Reproduce only the part of the listing below that begins with the line containing "Drop one point on every instance of the group" and runs through the end of the listing, requests included. Shift every x and y coordinate in the answer points by adding 111.

» **MATERIAL PROVIDED**
########

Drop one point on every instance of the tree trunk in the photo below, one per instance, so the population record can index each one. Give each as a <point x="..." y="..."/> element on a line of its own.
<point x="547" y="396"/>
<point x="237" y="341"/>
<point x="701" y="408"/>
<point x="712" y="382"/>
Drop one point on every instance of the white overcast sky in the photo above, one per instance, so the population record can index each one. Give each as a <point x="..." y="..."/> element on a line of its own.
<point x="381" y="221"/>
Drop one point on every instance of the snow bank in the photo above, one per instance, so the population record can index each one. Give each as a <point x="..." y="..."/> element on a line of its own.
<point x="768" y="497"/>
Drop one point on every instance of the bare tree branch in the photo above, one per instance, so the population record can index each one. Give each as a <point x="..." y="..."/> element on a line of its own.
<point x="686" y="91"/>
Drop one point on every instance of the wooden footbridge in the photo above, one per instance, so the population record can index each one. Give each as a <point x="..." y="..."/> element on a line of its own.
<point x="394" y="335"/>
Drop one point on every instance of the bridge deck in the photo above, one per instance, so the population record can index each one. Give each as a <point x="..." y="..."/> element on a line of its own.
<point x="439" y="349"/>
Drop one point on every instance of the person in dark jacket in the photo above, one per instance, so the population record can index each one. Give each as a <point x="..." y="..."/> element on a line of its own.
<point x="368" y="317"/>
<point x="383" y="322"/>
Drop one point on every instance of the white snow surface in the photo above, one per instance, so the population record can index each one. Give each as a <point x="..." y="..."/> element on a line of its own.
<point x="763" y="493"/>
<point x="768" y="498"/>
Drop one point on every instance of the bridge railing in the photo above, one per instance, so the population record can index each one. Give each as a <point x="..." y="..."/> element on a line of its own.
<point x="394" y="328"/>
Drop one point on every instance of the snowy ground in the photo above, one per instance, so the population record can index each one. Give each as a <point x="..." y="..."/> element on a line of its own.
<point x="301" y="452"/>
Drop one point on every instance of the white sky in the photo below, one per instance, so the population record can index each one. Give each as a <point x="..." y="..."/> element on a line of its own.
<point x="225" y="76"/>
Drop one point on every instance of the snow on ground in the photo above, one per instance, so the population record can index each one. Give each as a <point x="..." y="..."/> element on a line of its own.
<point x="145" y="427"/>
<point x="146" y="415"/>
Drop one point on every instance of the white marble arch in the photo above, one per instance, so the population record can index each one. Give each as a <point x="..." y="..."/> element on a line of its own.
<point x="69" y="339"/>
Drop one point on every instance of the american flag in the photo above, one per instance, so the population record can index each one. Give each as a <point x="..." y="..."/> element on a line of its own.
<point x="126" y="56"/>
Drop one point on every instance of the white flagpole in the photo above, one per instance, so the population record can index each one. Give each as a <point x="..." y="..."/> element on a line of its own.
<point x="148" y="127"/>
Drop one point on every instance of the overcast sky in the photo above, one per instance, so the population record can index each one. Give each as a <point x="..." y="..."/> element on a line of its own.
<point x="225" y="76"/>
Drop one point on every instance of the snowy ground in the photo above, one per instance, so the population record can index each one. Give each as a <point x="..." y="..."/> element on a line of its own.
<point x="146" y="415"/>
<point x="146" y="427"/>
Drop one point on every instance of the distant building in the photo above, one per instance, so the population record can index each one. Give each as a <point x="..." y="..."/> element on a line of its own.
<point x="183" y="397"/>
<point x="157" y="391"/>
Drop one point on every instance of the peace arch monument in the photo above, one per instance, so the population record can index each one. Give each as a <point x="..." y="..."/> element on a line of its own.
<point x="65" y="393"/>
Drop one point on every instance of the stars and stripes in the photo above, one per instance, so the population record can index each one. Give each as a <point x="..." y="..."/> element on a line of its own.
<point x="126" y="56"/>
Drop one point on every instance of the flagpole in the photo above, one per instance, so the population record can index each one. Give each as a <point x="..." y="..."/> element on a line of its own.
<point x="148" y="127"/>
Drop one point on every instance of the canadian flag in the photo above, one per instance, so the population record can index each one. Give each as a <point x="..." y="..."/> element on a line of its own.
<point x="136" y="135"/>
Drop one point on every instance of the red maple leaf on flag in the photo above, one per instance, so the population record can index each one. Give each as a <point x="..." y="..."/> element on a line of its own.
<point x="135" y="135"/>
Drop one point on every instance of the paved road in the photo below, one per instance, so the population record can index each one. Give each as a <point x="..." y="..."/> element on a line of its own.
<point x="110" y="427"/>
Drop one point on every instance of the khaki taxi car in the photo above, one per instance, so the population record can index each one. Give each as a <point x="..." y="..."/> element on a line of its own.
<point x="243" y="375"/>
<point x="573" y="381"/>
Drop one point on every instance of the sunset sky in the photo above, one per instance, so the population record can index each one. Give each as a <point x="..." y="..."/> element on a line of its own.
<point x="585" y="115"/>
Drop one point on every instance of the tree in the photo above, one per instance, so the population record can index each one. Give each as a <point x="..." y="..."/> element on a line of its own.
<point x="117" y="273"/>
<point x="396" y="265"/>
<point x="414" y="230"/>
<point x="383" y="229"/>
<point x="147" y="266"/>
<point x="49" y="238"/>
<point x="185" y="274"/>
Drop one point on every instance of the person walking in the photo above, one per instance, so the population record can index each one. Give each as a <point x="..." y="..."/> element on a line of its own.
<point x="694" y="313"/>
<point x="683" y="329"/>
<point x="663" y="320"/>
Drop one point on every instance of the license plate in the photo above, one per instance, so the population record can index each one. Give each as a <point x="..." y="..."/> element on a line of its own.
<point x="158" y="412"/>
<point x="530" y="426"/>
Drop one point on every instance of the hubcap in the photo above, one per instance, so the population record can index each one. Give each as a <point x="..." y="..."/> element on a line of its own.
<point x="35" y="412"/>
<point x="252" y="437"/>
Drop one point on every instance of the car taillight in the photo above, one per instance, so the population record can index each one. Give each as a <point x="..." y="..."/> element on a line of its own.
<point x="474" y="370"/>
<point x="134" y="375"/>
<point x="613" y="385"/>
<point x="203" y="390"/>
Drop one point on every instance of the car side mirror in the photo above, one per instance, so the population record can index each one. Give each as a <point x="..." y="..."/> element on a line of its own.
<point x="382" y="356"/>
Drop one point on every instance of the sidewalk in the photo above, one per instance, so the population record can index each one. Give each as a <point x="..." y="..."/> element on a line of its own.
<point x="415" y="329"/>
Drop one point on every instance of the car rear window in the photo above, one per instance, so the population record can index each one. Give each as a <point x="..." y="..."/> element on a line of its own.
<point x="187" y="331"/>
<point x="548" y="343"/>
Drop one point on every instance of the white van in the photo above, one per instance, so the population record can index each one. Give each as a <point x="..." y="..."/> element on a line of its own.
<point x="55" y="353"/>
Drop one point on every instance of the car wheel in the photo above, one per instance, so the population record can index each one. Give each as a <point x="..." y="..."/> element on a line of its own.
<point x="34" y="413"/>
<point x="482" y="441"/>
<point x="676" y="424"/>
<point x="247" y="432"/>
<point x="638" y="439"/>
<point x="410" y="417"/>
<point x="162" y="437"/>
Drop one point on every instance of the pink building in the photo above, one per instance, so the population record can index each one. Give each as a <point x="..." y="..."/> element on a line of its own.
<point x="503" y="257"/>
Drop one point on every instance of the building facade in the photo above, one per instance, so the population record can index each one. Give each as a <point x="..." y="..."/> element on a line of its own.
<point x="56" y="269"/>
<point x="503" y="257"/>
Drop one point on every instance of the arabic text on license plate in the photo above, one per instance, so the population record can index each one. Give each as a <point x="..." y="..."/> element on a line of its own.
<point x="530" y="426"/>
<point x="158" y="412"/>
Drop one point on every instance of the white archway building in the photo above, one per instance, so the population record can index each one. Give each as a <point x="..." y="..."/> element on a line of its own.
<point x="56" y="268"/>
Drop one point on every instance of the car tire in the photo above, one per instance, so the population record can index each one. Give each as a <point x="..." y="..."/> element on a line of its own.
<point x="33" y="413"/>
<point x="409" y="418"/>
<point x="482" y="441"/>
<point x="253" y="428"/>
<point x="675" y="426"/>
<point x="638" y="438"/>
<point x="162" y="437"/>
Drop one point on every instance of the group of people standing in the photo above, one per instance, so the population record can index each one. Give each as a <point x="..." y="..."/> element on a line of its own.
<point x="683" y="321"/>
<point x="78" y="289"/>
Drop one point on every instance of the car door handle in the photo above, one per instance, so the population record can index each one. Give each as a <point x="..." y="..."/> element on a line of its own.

########

» **RESULT OF THE EXERCISE**
Drop one point on every instance of the group of people standing in the photo above, one per instance, so the population record can index each one. Give each as a <point x="..." y="..."/> element on a line of its own.
<point x="794" y="432"/>
<point x="189" y="400"/>
Drop one point on every instance of the car door handle in the photo above, one per instance, so the population record can index each one. Give each as a <point x="..." y="..."/> element on a line of its own.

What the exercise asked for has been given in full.